_Text section_
----------
Aggregate Statistics

MetricValue
Total tasks11
Total human-equivalent hours348.0
Total Claude minutes1,050
Total supervisory minutes38
Total tokens6,610,000
Weighted average leverage factor19.9x
Weighted average supervisory leverage factor549.5x

Analysis

The fleet-wide design system migration (12x, 600 minutes) defines the day's character. Migrating 16 separate tools onto a shared component library requires touching each tool's dependency configuration, wiring the theme provider, replacing local component imports with library equivalents, and verifying the build and dark-mode behavior in each. The work is highly repetitive once the pattern is established for the first tool, but each repo has its own quirks: peer dependency conflicts, module resolution paths, existing CSS that conflicts with Tailwind utilities. At 120 human-equivalent hours, the estimate reflects the realistic cost of a human engineer doing this across 16 codebases sequentially. The 12x factor is lower than the day's other tasks, but 600 minutes of AI time for what would otherwise be several weeks of migration work is still the correct trade.
----------
_Stored data_
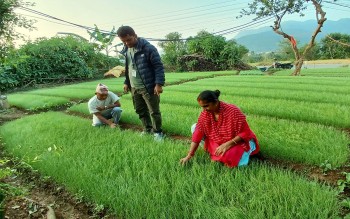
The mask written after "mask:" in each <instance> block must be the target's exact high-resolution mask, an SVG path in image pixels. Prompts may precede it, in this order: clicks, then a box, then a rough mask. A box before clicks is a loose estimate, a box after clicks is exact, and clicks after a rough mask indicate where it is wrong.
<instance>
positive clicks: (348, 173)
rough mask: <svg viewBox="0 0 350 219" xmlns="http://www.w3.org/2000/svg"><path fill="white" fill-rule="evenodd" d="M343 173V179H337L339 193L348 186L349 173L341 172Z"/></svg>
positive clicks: (348, 179) (338, 190)
mask: <svg viewBox="0 0 350 219" xmlns="http://www.w3.org/2000/svg"><path fill="white" fill-rule="evenodd" d="M342 174H344V175H345V180H343V179H340V180H338V181H337V185H338V191H339V193H341V192H344V189H345V188H349V185H350V173H347V172H342Z"/></svg>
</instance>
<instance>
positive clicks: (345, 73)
mask: <svg viewBox="0 0 350 219" xmlns="http://www.w3.org/2000/svg"><path fill="white" fill-rule="evenodd" d="M292 72H293V70H289V69H287V70H282V71H278V72H275V75H279V76H282V75H291V74H292ZM301 75H302V76H313V77H350V67H349V65H344V67H342V68H309V69H303V70H302V71H301Z"/></svg>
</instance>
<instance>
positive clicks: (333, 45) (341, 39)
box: [320, 33, 350, 59]
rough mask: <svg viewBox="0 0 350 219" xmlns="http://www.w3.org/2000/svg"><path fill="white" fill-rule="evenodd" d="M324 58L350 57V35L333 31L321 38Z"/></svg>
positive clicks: (322, 54) (340, 58) (328, 58)
mask: <svg viewBox="0 0 350 219" xmlns="http://www.w3.org/2000/svg"><path fill="white" fill-rule="evenodd" d="M320 50H321V53H322V58H325V59H348V58H350V35H349V34H341V33H331V34H329V35H327V36H326V37H324V38H323V39H321V49H320Z"/></svg>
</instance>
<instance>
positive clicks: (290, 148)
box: [0, 69, 350, 218]
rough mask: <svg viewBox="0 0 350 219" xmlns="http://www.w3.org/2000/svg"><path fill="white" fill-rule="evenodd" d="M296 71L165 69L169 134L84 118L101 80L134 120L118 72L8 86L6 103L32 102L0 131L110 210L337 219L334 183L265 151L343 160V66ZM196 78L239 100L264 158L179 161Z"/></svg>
mask: <svg viewBox="0 0 350 219" xmlns="http://www.w3.org/2000/svg"><path fill="white" fill-rule="evenodd" d="M303 72H305V75H306V76H303V77H290V76H284V75H283V73H281V75H277V76H267V75H260V74H251V73H249V72H248V73H244V72H243V73H242V74H240V75H237V74H236V73H234V72H202V73H167V74H166V81H167V84H166V86H165V87H164V93H163V94H162V95H161V111H162V116H163V130H164V132H165V134H166V135H167V136H168V137H167V138H166V139H165V140H164V142H160V143H159V142H154V141H153V139H152V136H140V133H139V132H138V131H135V130H132V129H123V128H122V129H110V128H108V127H101V128H94V127H92V126H91V117H90V115H89V113H88V110H87V101H88V99H89V98H90V97H92V96H93V95H94V90H95V86H96V84H97V83H99V82H102V83H105V84H106V85H107V86H109V88H110V90H112V91H113V92H115V93H118V94H119V95H121V100H120V102H121V105H122V108H123V114H122V119H121V123H122V124H128V125H133V126H135V127H140V125H141V123H140V121H139V119H138V116H137V115H136V113H135V112H134V109H133V105H132V99H131V96H130V94H123V93H122V89H123V78H118V79H105V80H103V81H93V82H85V83H80V84H74V85H67V86H60V87H55V88H46V89H39V90H33V91H28V92H22V93H14V94H11V95H9V96H8V100H9V102H10V104H11V105H12V106H15V107H18V108H22V109H26V110H28V111H33V112H36V111H38V110H40V111H38V113H34V115H28V116H25V117H23V118H20V119H17V120H14V121H11V122H8V123H6V124H4V125H3V126H1V127H0V135H1V142H2V144H3V145H4V147H5V149H6V151H7V152H8V153H10V154H12V155H13V156H14V157H18V158H20V159H21V160H23V161H24V162H26V163H28V164H29V165H31V166H32V167H33V168H34V169H36V170H38V171H39V172H40V173H41V174H42V175H43V176H47V177H51V178H52V179H54V180H55V181H56V182H58V183H59V184H62V185H64V186H65V187H66V188H67V189H68V190H69V191H71V192H72V193H73V194H77V195H79V196H80V197H84V199H85V200H88V201H92V202H94V203H96V204H98V205H102V206H105V207H107V208H109V209H110V211H111V212H113V213H114V215H116V218H337V217H338V216H339V215H341V214H343V213H342V212H344V211H346V208H344V207H342V205H341V202H342V201H343V199H345V198H346V197H344V195H343V194H342V191H340V190H339V188H338V187H337V186H336V185H330V184H327V183H322V182H320V181H317V180H316V179H311V178H309V177H307V174H305V173H302V172H298V171H291V170H290V169H288V168H287V169H285V168H280V167H279V166H278V165H274V164H273V162H269V161H279V162H282V163H291V164H296V165H300V166H305V167H310V168H321V169H322V167H324V164H327V165H328V166H327V167H331V168H332V169H344V168H345V167H347V166H348V164H349V163H348V158H349V139H350V136H349V130H350V110H349V109H350V77H349V74H348V73H347V72H345V71H344V70H343V69H341V70H339V69H334V70H333V72H331V71H330V70H328V73H327V72H320V74H322V75H319V74H317V73H315V72H314V69H313V70H312V71H311V70H310V72H308V71H307V70H304V71H303ZM344 72H345V73H344ZM333 73H334V74H335V75H336V77H334V76H332V74H333ZM339 75H340V76H339ZM207 89H210V90H214V89H218V90H220V91H221V96H220V99H221V100H222V101H225V102H229V103H232V104H235V105H237V106H238V107H240V108H241V109H242V110H243V112H244V113H245V114H246V115H247V119H248V123H249V124H250V126H251V128H252V130H253V131H254V132H255V133H256V135H257V137H258V139H259V142H260V144H261V153H262V155H263V156H264V157H265V158H266V161H260V160H257V159H253V160H252V161H251V162H250V164H249V166H247V167H240V168H234V169H229V168H227V167H225V166H223V165H221V164H220V163H215V162H212V161H210V158H209V156H208V155H207V154H206V153H205V152H204V151H203V150H198V151H197V153H196V155H195V157H194V158H193V159H192V160H191V162H190V163H189V164H188V165H186V166H181V165H180V164H179V160H180V158H182V157H183V156H185V155H186V154H187V151H188V149H189V140H190V137H191V133H190V127H191V125H192V124H193V123H195V122H196V120H197V117H198V115H199V113H200V111H201V108H200V107H199V106H198V104H197V102H196V98H197V96H198V94H199V92H201V91H203V90H207ZM62 106H66V108H67V109H65V108H64V110H62ZM57 107H58V108H59V110H56V108H57ZM41 110H45V111H48V112H41ZM39 112H41V113H39ZM173 136H182V137H181V138H176V139H183V140H176V139H175V138H173ZM323 170H325V169H323ZM325 174H326V170H325ZM349 183H350V182H349ZM345 185H346V184H345ZM344 209H345V210H344Z"/></svg>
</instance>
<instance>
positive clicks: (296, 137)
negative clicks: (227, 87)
mask: <svg viewBox="0 0 350 219" xmlns="http://www.w3.org/2000/svg"><path fill="white" fill-rule="evenodd" d="M176 96H177V97H178V98H179V99H180V100H187V99H190V98H193V97H194V96H192V97H191V96H190V95H186V94H182V95H176ZM121 102H122V108H123V116H122V118H121V122H122V123H129V124H135V125H140V121H139V119H138V118H137V117H136V116H135V113H134V111H133V106H132V102H131V97H130V95H125V96H123V99H121ZM161 107H162V108H161V109H162V114H163V116H165V117H166V118H167V119H166V120H164V124H163V128H164V130H165V131H166V133H167V134H173V135H182V136H187V137H188V138H189V139H190V136H191V132H190V127H191V126H192V124H193V123H195V122H196V121H197V117H198V115H199V112H200V111H201V109H200V108H199V107H198V106H181V105H178V104H167V103H164V104H162V106H161ZM68 111H71V112H79V113H83V114H86V115H88V114H89V112H88V110H87V104H86V103H82V104H79V105H75V106H72V107H71V108H69V109H68ZM248 122H249V124H250V126H251V128H252V129H253V130H254V131H255V133H256V134H257V135H258V138H259V141H260V144H261V151H262V153H263V154H264V156H266V157H269V158H273V159H282V160H286V161H291V162H298V163H304V164H310V165H317V166H318V165H320V164H321V163H323V162H324V161H325V160H328V161H329V163H330V164H331V165H332V166H334V167H339V166H341V165H343V164H344V163H345V162H346V161H347V157H348V153H347V151H348V146H347V144H348V138H347V136H346V134H345V133H344V132H341V131H339V130H337V129H334V128H331V127H327V126H323V125H319V124H313V123H305V122H296V121H291V120H285V119H275V118H271V117H263V116H255V115H248ZM261 127H263V128H261ZM286 135H288V136H289V137H288V138H285V137H284V136H286ZM329 145H332V147H329ZM344 152H345V153H344Z"/></svg>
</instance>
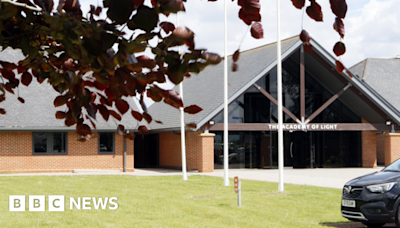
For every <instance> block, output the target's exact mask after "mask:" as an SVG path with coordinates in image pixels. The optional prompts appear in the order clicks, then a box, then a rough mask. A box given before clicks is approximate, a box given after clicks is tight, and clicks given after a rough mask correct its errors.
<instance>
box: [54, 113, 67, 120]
mask: <svg viewBox="0 0 400 228" xmlns="http://www.w3.org/2000/svg"><path fill="white" fill-rule="evenodd" d="M66 116H67V114H66V113H65V112H62V111H57V112H56V118H57V119H64V118H65V117H66Z"/></svg>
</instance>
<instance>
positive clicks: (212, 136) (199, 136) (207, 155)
mask: <svg viewBox="0 0 400 228" xmlns="http://www.w3.org/2000/svg"><path fill="white" fill-rule="evenodd" d="M214 136H215V134H213V133H202V134H200V135H199V147H198V148H199V151H198V155H199V163H198V169H199V172H201V173H206V172H214Z"/></svg>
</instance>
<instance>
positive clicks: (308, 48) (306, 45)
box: [304, 44, 312, 53]
mask: <svg viewBox="0 0 400 228" xmlns="http://www.w3.org/2000/svg"><path fill="white" fill-rule="evenodd" d="M304 50H305V51H306V52H309V53H312V45H311V44H305V45H304Z"/></svg>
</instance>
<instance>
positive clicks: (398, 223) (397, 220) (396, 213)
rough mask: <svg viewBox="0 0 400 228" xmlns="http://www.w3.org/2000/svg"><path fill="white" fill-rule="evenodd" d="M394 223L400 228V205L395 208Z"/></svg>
mask: <svg viewBox="0 0 400 228" xmlns="http://www.w3.org/2000/svg"><path fill="white" fill-rule="evenodd" d="M395 223H396V226H397V227H398V228H399V227H400V205H399V206H398V207H397V211H396V219H395Z"/></svg>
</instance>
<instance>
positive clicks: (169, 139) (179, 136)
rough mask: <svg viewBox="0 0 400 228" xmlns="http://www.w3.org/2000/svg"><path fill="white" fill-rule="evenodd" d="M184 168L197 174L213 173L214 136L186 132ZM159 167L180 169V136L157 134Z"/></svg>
mask: <svg viewBox="0 0 400 228" xmlns="http://www.w3.org/2000/svg"><path fill="white" fill-rule="evenodd" d="M185 141H186V166H187V168H188V170H199V172H213V171H214V134H202V133H201V132H198V131H194V132H193V131H192V132H186V134H185ZM159 165H160V166H164V167H182V156H181V136H180V135H179V134H172V133H171V132H167V133H160V134H159Z"/></svg>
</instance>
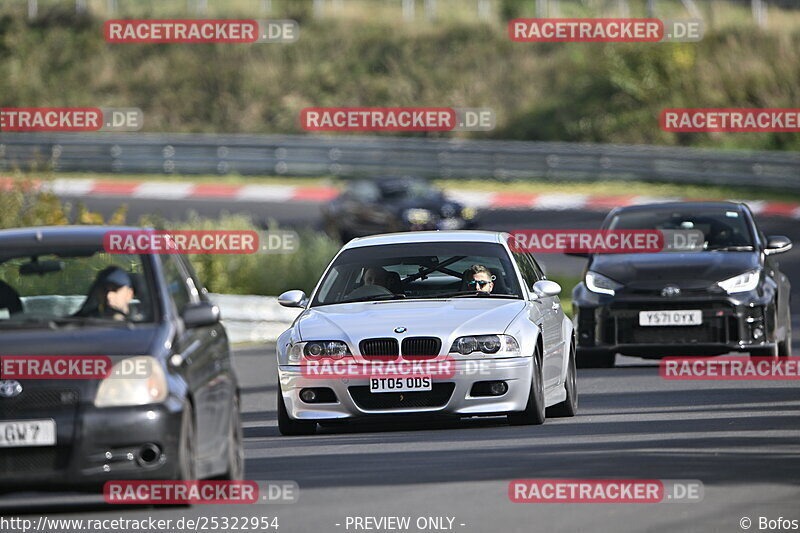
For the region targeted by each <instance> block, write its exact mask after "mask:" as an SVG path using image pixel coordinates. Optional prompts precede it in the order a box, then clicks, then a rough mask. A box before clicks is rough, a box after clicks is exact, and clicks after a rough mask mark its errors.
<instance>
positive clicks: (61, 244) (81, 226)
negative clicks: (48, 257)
mask: <svg viewBox="0 0 800 533" xmlns="http://www.w3.org/2000/svg"><path fill="white" fill-rule="evenodd" d="M143 229H144V228H138V227H133V226H38V227H30V228H13V229H4V230H0V245H2V247H3V248H7V247H9V246H18V247H25V248H33V249H35V248H41V249H43V250H45V249H48V248H50V247H52V246H53V245H62V246H89V245H97V244H102V243H103V237H104V236H105V234H106V233H107V232H109V231H142V230H143Z"/></svg>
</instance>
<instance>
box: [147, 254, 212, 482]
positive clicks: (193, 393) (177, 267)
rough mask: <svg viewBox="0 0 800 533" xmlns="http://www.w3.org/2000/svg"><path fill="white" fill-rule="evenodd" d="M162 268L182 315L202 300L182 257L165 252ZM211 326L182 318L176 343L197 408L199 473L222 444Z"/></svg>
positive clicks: (195, 448)
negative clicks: (220, 435) (220, 433)
mask: <svg viewBox="0 0 800 533" xmlns="http://www.w3.org/2000/svg"><path fill="white" fill-rule="evenodd" d="M161 258H162V268H163V272H164V281H165V283H166V286H167V292H168V293H169V297H170V299H171V300H172V302H173V303H174V304H175V309H176V310H177V312H178V316H181V315H182V314H183V311H184V310H185V309H186V308H187V307H188V306H189V305H191V304H193V303H197V302H199V301H200V299H199V294H198V291H197V290H196V287H194V282H193V281H192V280H191V278H190V276H189V274H188V272H186V269H185V268H184V266H183V264H182V262H181V260H180V258H179V256H177V255H172V254H170V255H162V256H161ZM207 329H208V328H184V327H183V323H182V321H179V330H178V334H177V338H176V340H175V344H174V350H175V353H178V354H181V355H182V356H183V365H182V368H183V369H184V378H185V379H186V382H187V384H188V386H189V392H190V394H191V396H192V399H193V402H194V411H195V436H196V442H195V443H194V444H195V454H196V455H195V457H196V459H197V461H198V464H197V466H198V467H199V469H198V472H199V471H201V470H202V463H203V462H205V461H208V460H210V458H211V456H212V455H213V454H214V453H215V450H216V449H217V448H216V447H217V446H218V445H219V444H220V436H219V434H218V429H217V426H218V421H217V418H218V417H219V415H220V408H219V406H218V405H217V396H218V390H216V389H217V385H216V382H215V380H216V378H217V374H218V373H219V369H218V368H217V366H218V364H217V363H216V362H215V358H214V350H213V348H212V340H213V339H212V337H211V335H210V333H209V332H208V331H207Z"/></svg>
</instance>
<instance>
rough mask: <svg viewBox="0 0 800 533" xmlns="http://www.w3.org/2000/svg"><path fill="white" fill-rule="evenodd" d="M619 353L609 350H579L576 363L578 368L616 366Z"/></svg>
mask: <svg viewBox="0 0 800 533" xmlns="http://www.w3.org/2000/svg"><path fill="white" fill-rule="evenodd" d="M616 359H617V354H616V353H615V352H611V351H609V350H580V349H579V350H578V351H577V353H576V357H575V363H576V366H577V367H578V368H614V363H615V361H616Z"/></svg>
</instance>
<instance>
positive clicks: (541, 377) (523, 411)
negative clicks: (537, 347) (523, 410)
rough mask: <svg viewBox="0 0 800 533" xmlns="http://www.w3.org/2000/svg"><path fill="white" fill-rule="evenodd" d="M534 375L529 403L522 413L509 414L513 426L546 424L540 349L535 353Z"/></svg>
mask: <svg viewBox="0 0 800 533" xmlns="http://www.w3.org/2000/svg"><path fill="white" fill-rule="evenodd" d="M532 374H533V375H532V376H531V390H530V393H529V394H528V404H527V405H526V406H525V410H524V411H522V412H520V413H510V414H508V415H507V418H508V421H509V423H511V425H513V426H538V425H539V424H544V419H545V408H544V384H543V378H542V356H541V354H540V353H539V350H538V349H537V350H536V353H534V354H533V373H532Z"/></svg>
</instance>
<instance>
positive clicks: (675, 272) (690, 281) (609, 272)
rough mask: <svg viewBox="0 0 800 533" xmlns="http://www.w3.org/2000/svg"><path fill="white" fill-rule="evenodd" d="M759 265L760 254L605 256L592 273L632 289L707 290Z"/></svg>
mask: <svg viewBox="0 0 800 533" xmlns="http://www.w3.org/2000/svg"><path fill="white" fill-rule="evenodd" d="M758 266H759V259H758V254H757V253H756V252H693V253H658V254H614V255H612V254H604V255H597V256H595V257H594V258H593V260H592V263H591V266H590V267H589V270H593V271H595V272H599V273H600V274H603V275H604V276H608V277H609V278H611V279H613V280H616V281H618V282H620V283H623V284H625V285H626V286H628V287H632V288H636V287H640V288H649V287H651V286H663V285H664V284H665V283H670V284H674V285H677V286H679V287H682V288H705V287H709V286H711V285H713V284H714V283H716V282H718V281H722V280H724V279H727V278H731V277H733V276H736V275H738V274H741V273H742V272H746V271H748V270H752V269H754V268H758Z"/></svg>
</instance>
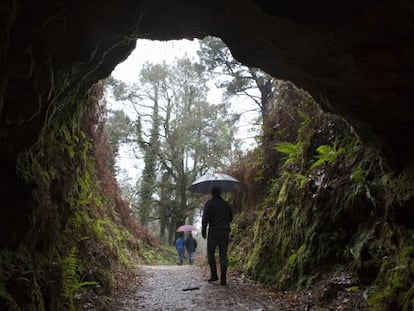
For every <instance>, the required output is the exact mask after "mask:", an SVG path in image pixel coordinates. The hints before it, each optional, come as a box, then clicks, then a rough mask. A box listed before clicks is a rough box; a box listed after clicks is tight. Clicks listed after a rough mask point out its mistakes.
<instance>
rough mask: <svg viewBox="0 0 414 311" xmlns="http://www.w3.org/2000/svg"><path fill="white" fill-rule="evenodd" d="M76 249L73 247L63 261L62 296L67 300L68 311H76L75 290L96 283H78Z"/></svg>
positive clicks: (96, 284) (78, 282)
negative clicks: (74, 296)
mask: <svg viewBox="0 0 414 311" xmlns="http://www.w3.org/2000/svg"><path fill="white" fill-rule="evenodd" d="M76 252H77V251H76V248H75V247H73V248H72V249H71V250H70V252H69V254H68V255H67V257H66V258H65V259H64V260H63V264H64V269H65V270H64V271H63V296H64V297H65V298H67V299H68V302H69V311H76V308H75V305H74V303H73V298H74V295H75V292H76V290H78V289H79V288H81V287H83V286H90V285H97V284H98V283H96V282H80V281H79V277H78V272H79V270H80V267H79V263H78V259H77V257H76Z"/></svg>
----------
_Assigned task A_
Answer these questions from the Aggregate Statistics text:
(i) What is the total number of supervisory minutes?
(ii) How many separate tools does the migration move onto a shared component library?
(iii) How many human-equivalent hours does the estimate for that migration come to?
_Assigned task B_
In the Aggregate Statistics text, copy the part that opens with the words containing "The fleet-wide design" and closes with "the correct trade.".
_Assigned task C_
Put this sentence from the Aggregate Statistics text into Spanish: "The fleet-wide design system migration (12x, 600 minutes) defines the day's character."

_Response A_
(i) 38
(ii) 16
(iii) 120

_Response B_
The fleet-wide design system migration (12x, 600 minutes) defines the day's character. Migrating 16 separate tools onto a shared component library requires touching each tool's dependency configuration, wiring the theme provider, replacing local component imports with library equivalents, and verifying the build and dark-mode behavior in each. The work is highly repetitive once the pattern is established for the first tool, but each repo has its own quirks: peer dependency conflicts, module resolution paths, existing CSS that conflicts with Tailwind utilities. At 120 human-equivalent hours, the estimate reflects the realistic cost of a human engineer doing this across 16 codebases sequentially. The 12x factor is lower than the day's other tasks, but 600 minutes of AI time for what would otherwise be several weeks of migration work is still the correct trade.

_Response C_
La migración del sistema de diseño a toda la flota (12x, 600 minutos) define el carácter del día.